== Text provided ==
You plan to live indefinitely on $40K/year? Where I live, that's below poverty level for a family.
This formula is really, really simple:

S = 25 * N

Where S is the amount of savings you need, denominated in anything you want (present dollars, bars of gold, whatever) and N is the amount you want to spend per year.

The derivation of this formula is decidedly less simple. It comes down to "The overwhelming majority of portfolios with a standard 60:40 stock/bond allocation which model the historical returns of the US stock market will not be depleted within a human life span if you restrict the withdraw rate to 4% per year. Go above that and things start to become dicey, quickly. This is backtestable but, obviously, not forwardtestable."

Thus, if your desired standard of living requires (present day dollars) $40k a year, you would want a million present day dollars saved to retire today.

That's exactly what I wanted to know! Do you know what this formula is called and/or where is is formally derived?
Conservatively speaking, shouldn't 3% more be added in to account for inflation?

== Set tasks ==
**1.** Copy everything in the retirement savings discussion from "Where S is the" down to "to retire today.".
**2.** List every sentence in the retirement savings discussion that ends with a question mark.
**3.** Extend the retirement savings discussion by continuing it from its last sentence.

(Items from a dataset)

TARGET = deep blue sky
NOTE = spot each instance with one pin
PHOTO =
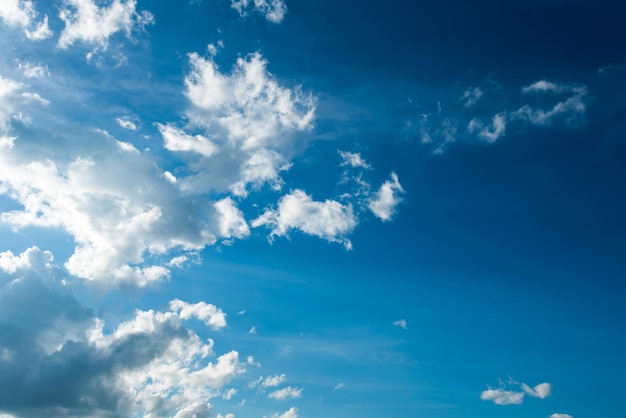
(312, 209)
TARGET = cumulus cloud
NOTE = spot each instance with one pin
(570, 110)
(231, 222)
(250, 124)
(273, 10)
(354, 160)
(492, 132)
(272, 381)
(115, 220)
(22, 14)
(401, 323)
(471, 96)
(502, 397)
(58, 361)
(291, 413)
(329, 219)
(384, 203)
(87, 22)
(540, 391)
(286, 393)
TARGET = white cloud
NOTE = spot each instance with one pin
(126, 123)
(383, 205)
(273, 381)
(177, 140)
(22, 14)
(87, 22)
(291, 413)
(571, 110)
(502, 397)
(329, 219)
(400, 323)
(540, 391)
(213, 317)
(231, 222)
(273, 10)
(286, 393)
(492, 132)
(115, 220)
(353, 160)
(148, 365)
(31, 70)
(471, 96)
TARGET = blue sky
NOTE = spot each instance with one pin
(282, 209)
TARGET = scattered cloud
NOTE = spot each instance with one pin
(492, 132)
(540, 391)
(401, 323)
(273, 10)
(353, 160)
(22, 14)
(286, 393)
(149, 364)
(329, 219)
(571, 110)
(471, 96)
(273, 381)
(384, 203)
(87, 22)
(502, 397)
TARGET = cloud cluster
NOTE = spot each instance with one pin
(57, 360)
(273, 10)
(22, 14)
(502, 396)
(87, 22)
(545, 103)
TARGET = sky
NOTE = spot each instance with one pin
(298, 209)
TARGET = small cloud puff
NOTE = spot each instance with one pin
(401, 323)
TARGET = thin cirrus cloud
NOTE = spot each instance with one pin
(135, 368)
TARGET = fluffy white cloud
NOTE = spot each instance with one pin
(400, 323)
(540, 391)
(384, 203)
(273, 10)
(492, 132)
(22, 14)
(272, 381)
(213, 317)
(502, 397)
(471, 96)
(286, 393)
(87, 22)
(114, 219)
(231, 222)
(353, 160)
(329, 219)
(150, 364)
(571, 110)
(291, 413)
(177, 140)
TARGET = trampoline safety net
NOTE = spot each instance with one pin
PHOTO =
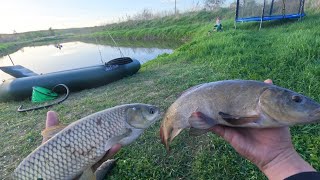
(264, 10)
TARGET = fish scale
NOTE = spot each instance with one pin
(78, 146)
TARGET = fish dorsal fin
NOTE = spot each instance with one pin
(199, 120)
(190, 89)
(238, 120)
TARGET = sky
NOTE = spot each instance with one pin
(31, 15)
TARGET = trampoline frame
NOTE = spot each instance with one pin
(271, 17)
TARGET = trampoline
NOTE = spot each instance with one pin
(268, 10)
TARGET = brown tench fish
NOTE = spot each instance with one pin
(237, 103)
(83, 143)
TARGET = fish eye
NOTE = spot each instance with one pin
(151, 111)
(296, 98)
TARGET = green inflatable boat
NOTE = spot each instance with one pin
(20, 87)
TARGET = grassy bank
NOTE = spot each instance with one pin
(287, 52)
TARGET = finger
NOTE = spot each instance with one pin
(268, 81)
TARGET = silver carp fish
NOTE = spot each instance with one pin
(236, 103)
(83, 143)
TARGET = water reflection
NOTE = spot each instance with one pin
(48, 58)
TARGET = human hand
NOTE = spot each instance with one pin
(53, 125)
(270, 149)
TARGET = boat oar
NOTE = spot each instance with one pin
(20, 109)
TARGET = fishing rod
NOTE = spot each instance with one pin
(115, 44)
(99, 51)
(10, 59)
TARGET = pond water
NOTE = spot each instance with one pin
(50, 58)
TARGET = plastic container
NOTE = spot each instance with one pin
(40, 94)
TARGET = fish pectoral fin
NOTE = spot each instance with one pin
(51, 131)
(87, 175)
(104, 169)
(199, 120)
(197, 132)
(238, 120)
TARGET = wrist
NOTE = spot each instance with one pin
(286, 164)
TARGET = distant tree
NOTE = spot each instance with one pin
(51, 31)
(213, 4)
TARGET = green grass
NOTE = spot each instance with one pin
(287, 52)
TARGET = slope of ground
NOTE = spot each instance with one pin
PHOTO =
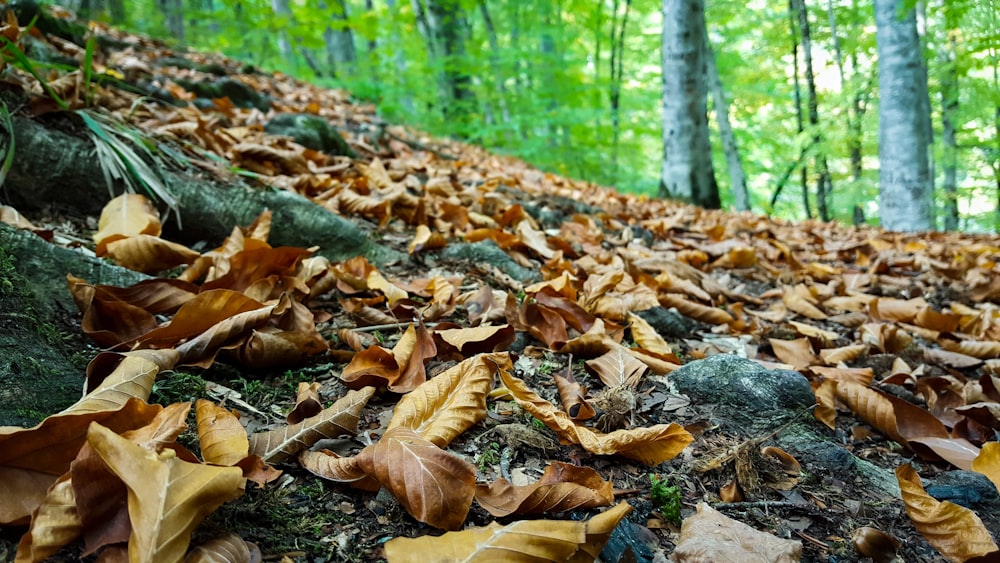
(491, 294)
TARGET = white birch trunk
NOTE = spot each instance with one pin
(905, 184)
(687, 172)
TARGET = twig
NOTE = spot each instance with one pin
(391, 326)
(421, 147)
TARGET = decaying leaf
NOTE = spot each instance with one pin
(307, 402)
(444, 407)
(709, 536)
(222, 438)
(230, 548)
(522, 541)
(563, 487)
(54, 524)
(573, 396)
(167, 497)
(955, 531)
(988, 462)
(650, 445)
(32, 459)
(434, 486)
(340, 418)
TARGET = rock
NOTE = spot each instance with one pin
(242, 95)
(751, 394)
(826, 456)
(966, 488)
(310, 131)
(668, 322)
(42, 360)
(487, 252)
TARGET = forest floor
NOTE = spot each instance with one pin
(887, 329)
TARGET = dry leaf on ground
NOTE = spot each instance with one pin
(523, 541)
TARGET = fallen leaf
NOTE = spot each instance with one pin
(222, 438)
(230, 548)
(709, 536)
(434, 486)
(522, 541)
(340, 418)
(452, 402)
(988, 462)
(307, 402)
(650, 445)
(563, 487)
(167, 497)
(955, 531)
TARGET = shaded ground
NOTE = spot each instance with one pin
(731, 263)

== Solved problems ==
**1.**
Where S is the amount of savings you need, denominated in anything you want (present dollars, bars of gold, whatever) and N is the amount you want to spend per year.

The derivation of this formula is decidedly less simple. It comes down to "The overwhelming majority of portfolios with a standard 60:40 stock/bond allocation which model the historical returns of the US stock market will not be depleted within a human life span if you restrict the withdraw rate to 4% per year. Go above that and things start to become dicey, quickly. This is backtestable but, obviously, not forwardtestable."

Thus, if your desired standard of living requires (present day dollars) $40k a year, you would want a million present day dollars saved to retire today.

**2.**
You plan to live indefinitely on $40K/year?
Do you know what this formula is called and/or where is is formally derived?
Conservatively speaking, shouldn't 3% more be added in to account for inflation?

**3.**
(comment deleted)
Clearly this depends on how much you need to make per year, and on how much risk you're willing to tolerate, but given those variables it's not hard to calculate. We can get 5% return at basically no risk, which is on average 2% real yield post-inflation, so you need 50 * N where N is your 'salary' per year. Which is twice what @patio suggests, because I'm allowing a lot less risk than he/she is. So if you want $100K/year, you need $5M.

As has been mentioned in other similar threads, that's "do nothing" money. You'd need a lot less for "do anything" money, where you would continue to work but could choose most any job regardless of what it pays, and/or could work less than full-time.

This is more complicated than you may think. For example, if you live in the USA, how do you estimate the dollar's fall in value over the next 10 to 20 years?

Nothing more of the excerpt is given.